■ Brief ■
Output all records exactly.

═══ Study material ═══

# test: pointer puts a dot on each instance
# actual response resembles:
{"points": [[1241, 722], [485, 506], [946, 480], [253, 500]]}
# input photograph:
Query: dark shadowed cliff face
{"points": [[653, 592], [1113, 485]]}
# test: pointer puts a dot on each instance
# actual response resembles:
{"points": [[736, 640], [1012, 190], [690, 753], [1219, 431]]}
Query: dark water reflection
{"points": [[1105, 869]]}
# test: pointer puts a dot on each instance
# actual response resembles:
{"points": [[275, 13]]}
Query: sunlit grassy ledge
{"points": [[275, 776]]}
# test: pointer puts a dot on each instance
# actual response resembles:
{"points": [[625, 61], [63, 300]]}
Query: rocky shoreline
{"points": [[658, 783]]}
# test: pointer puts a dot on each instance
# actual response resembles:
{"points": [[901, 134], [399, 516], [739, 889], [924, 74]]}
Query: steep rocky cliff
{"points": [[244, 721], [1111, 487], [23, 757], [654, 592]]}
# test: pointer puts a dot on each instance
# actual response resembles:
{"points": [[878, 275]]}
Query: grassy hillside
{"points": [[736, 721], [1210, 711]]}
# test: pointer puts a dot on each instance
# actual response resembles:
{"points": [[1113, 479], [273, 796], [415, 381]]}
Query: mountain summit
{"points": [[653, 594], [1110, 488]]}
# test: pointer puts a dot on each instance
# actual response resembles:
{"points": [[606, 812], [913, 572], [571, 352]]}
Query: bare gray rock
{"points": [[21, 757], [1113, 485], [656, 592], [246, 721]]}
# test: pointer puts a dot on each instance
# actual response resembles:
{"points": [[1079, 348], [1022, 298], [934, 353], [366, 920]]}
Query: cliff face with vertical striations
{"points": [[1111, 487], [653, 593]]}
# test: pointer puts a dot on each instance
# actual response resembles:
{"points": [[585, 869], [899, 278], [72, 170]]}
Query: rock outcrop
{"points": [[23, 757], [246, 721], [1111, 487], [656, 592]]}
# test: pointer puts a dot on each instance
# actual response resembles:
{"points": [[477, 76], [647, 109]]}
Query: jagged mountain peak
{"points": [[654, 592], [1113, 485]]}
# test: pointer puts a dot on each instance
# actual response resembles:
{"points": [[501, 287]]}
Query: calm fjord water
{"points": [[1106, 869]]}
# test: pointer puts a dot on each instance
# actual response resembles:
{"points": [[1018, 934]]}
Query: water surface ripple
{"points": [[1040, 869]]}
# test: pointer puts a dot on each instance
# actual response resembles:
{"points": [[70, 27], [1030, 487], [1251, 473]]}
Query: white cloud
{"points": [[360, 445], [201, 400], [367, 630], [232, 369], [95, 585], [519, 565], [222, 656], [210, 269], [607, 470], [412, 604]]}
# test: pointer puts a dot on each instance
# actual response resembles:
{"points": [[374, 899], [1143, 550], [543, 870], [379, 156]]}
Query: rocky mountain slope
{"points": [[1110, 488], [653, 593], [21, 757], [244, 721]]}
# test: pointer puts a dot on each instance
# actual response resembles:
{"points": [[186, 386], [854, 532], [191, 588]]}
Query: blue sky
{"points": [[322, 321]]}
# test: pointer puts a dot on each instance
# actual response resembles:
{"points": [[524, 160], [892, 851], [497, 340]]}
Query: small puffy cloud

═══

■ Final answer ■
# test: pointer puts a dot on each instance
# actual response resembles:
{"points": [[1241, 722], [485, 506], [946, 480], [253, 500]]}
# input photograph:
Query: dark shadowed cliff face
{"points": [[653, 592], [1113, 485]]}
# test: pointer puts a dot on each instance
# actual response resembles:
{"points": [[736, 640], [1012, 190], [690, 753], [1219, 431]]}
Query: dark water reflection
{"points": [[1105, 869]]}
# test: pointer puts a dot on each instance
# actual response resembles:
{"points": [[275, 13]]}
Query: sunlit grassy ledge
{"points": [[275, 776]]}
# test: pointer puts a dot on each instance
# actual response resembles:
{"points": [[625, 61], [63, 300]]}
Query: rocky shoreline
{"points": [[658, 783]]}
# test: pointer puts a dot on each instance
# actual response resembles:
{"points": [[901, 134], [399, 516], [739, 889], [924, 74]]}
Query: steep rocky cliff
{"points": [[244, 721], [1111, 487], [23, 757], [654, 592]]}
# test: pointer puts a dot on each instance
# actual response resembles:
{"points": [[878, 275]]}
Query: grassy hillside
{"points": [[736, 721], [1210, 711]]}
# test: pointer puts a dot on each instance
# actual response resembles:
{"points": [[1113, 479], [273, 796], [415, 381]]}
Query: mountain summit
{"points": [[653, 594], [1110, 488]]}
# test: pointer puts a dot on each instance
# actual response resembles:
{"points": [[606, 812], [913, 572], [571, 352]]}
Query: bare gray rock
{"points": [[21, 757], [1113, 485], [656, 592], [246, 721]]}
# test: pointer puts a dot on each instance
# actual response resembles:
{"points": [[1079, 348], [1022, 298], [934, 353], [366, 920]]}
Query: cliff face with vertical striations
{"points": [[1111, 487], [653, 593]]}
# test: pointer puts a dot on each instance
# actual response resembles:
{"points": [[585, 869], [899, 278], [72, 170]]}
Query: rock outcrop
{"points": [[23, 757], [246, 721], [1111, 487], [656, 592]]}
# test: pointer puts a dot on each instance
# actual response resembles:
{"points": [[477, 76], [647, 109]]}
Query: jagged mountain peak
{"points": [[654, 592], [1113, 485]]}
# test: pointer puts a dot on each instance
# actual response resembles:
{"points": [[501, 287]]}
Query: calm fjord water
{"points": [[1106, 869]]}
# test: pointer puts a dot on each instance
# actual response resembles:
{"points": [[1018, 934]]}
Query: water surface ripple
{"points": [[1040, 869]]}
# test: pointer puts a dot on each instance
# actual response resembles:
{"points": [[70, 27], [1030, 487], [1251, 473]]}
Query: white cloud
{"points": [[360, 445], [201, 400], [367, 630], [232, 369], [95, 585], [519, 565], [222, 656], [210, 269], [607, 470], [412, 604]]}
# test: pointer puts a dot on each instance
# actual response resembles:
{"points": [[374, 899], [1143, 550], [543, 870], [379, 156]]}
Query: rocky mountain slope
{"points": [[1110, 488], [653, 593], [21, 757], [244, 721]]}
# test: pointer puts a dot on each instance
# actual response resembles:
{"points": [[186, 386], [854, 532], [191, 588]]}
Query: blue sky
{"points": [[322, 321]]}
# test: pointer puts a dot on each instance
# actual response resembles:
{"points": [[524, 160], [892, 851], [497, 340]]}
Query: small puffy cloud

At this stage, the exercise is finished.